Render every item below as a Markdown table with the columns "Row" and "Text": number each line in "Row", put the line itself in "Text", and leave out blank lines.

* * * * * * *

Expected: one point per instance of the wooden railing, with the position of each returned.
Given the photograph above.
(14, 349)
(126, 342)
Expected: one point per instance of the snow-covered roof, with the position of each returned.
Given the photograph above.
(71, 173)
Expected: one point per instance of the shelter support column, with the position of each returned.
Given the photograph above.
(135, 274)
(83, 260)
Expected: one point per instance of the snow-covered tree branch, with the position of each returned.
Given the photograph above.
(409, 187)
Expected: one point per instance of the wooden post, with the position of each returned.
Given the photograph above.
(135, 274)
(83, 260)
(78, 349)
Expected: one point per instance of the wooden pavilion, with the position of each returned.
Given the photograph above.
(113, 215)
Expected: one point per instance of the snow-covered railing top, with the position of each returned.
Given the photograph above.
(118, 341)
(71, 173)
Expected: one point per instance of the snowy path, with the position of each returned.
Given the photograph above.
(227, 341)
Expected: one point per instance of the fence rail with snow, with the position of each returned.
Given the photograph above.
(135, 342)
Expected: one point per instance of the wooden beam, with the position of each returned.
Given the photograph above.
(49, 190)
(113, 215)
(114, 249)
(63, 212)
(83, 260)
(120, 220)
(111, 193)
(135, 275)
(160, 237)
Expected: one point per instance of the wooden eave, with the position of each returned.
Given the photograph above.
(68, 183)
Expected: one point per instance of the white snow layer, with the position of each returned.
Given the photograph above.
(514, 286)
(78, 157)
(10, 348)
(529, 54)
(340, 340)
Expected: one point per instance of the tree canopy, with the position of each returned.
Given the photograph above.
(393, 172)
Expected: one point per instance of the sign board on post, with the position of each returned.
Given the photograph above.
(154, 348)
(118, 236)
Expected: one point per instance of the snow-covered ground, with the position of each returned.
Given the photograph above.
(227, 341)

* * * * * * *

* **TASK OUTPUT**:
| Row | Text |
|---|---|
| 1 | Expected: one point per instance of the wooden railing, with the position of each returned. |
| 2 | Given the photograph above. |
| 3 | (14, 349) |
| 4 | (126, 342) |
| 5 | Expected: one point per instance of the snow-covered roof, with the position of each returned. |
| 6 | Given the photograph above. |
| 7 | (71, 173) |
| 8 | Expected: one point per instance of the shelter support column, with the position of each returned. |
| 9 | Given the photograph above. |
| 10 | (135, 274) |
| 11 | (83, 260) |
| 12 | Expected: one point per instance of the snow-covered tree branch, with the position of each returned. |
| 13 | Given the photograph above. |
| 14 | (409, 187) |
| 15 | Expected: one point per instance of the wooden post, with the position of each returned. |
| 16 | Given the photograph above. |
| 17 | (135, 274) |
| 18 | (83, 260) |
| 19 | (78, 349) |
| 20 | Expected: one point per instance of the wooden pavilion, with the position of each returned. |
| 21 | Given the photograph above. |
| 22 | (113, 215) |
| 23 | Expected: one point per instance of the snow-covered railing top, with the position of each returned. |
| 24 | Given the photograph above. |
| 25 | (118, 341) |
| 26 | (71, 173) |
| 27 | Expected: one point per instance of the snowy path, with the position of each returned. |
| 28 | Given the photograph above. |
| 29 | (227, 341) |
| 30 | Expected: one point per instance of the fence rail with snow, with the position of each returned. |
| 31 | Given the photograph above. |
| 32 | (135, 342) |
| 33 | Expected: one point per instance of the wooden beam, with the position of each returned. |
| 34 | Given the photograph above. |
| 35 | (49, 190) |
| 36 | (113, 215) |
| 37 | (114, 249) |
| 38 | (63, 212) |
| 39 | (83, 260) |
| 40 | (120, 220) |
| 41 | (111, 193) |
| 42 | (135, 275) |
| 43 | (160, 237) |
| 44 | Expected: one point per instance of the wooden eave, with the position of each returned. |
| 45 | Given the photograph above. |
| 46 | (68, 183) |
| 47 | Expected: one point per instance of the white snow layer, with the position of each returned. |
| 48 | Given the photograph above. |
| 49 | (514, 286) |
| 50 | (78, 157) |
| 51 | (10, 348) |
| 52 | (529, 54) |
| 53 | (340, 340) |
| 54 | Expected: one point per instance of the tree canopy, with the position of each returned. |
| 55 | Given the photograph above. |
| 56 | (393, 172) |
| 57 | Expected: one point per instance of the sign board on post, with the position of each returned. |
| 58 | Given the photograph above. |
| 59 | (154, 348) |
| 60 | (118, 236) |
| 61 | Expected: one point per instance of the snow-covered ground, with the position of each returned. |
| 62 | Given the photograph above. |
| 63 | (227, 341) |